Lines excerpted from a collection:
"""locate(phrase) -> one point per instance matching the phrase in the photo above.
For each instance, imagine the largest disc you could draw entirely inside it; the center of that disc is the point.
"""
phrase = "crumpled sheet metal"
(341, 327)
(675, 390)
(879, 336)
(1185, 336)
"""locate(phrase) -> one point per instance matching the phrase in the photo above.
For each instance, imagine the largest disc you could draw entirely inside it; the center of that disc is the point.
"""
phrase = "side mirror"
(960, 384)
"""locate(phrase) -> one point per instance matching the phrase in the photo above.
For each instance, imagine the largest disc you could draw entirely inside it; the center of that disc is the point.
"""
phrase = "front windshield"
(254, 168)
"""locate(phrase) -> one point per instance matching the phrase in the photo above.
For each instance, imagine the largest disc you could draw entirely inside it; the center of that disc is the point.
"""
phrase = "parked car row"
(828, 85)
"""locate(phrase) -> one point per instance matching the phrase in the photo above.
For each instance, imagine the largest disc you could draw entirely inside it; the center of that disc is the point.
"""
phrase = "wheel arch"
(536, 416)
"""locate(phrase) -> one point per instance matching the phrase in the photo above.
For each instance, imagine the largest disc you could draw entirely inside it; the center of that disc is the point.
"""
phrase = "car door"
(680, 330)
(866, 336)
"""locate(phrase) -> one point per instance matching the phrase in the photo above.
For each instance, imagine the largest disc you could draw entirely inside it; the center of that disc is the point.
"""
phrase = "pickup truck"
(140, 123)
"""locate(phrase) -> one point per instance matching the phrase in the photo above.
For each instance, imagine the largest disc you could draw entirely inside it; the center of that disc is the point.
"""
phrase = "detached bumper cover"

#### EXERCISE TASK:
Recast the lines from the first one through the line containing "(1185, 336)" as a Markdown table with the columns Row and Line, skipping any blank lines.

#### THE RESPONSE:
| Row | Line |
|---|---|
| 1 | """locate(phrase) -> one point per instance matching the phrase in the photo above. |
| 2 | For each instance, imagine the largest disc you could draw entirely inside it; the center of that disc is the point. |
| 3 | """ |
| 4 | phrase = "crumpled sheet metal" |
| 5 | (341, 327) |
| 6 | (675, 390) |
| 7 | (879, 336) |
| 8 | (1185, 336) |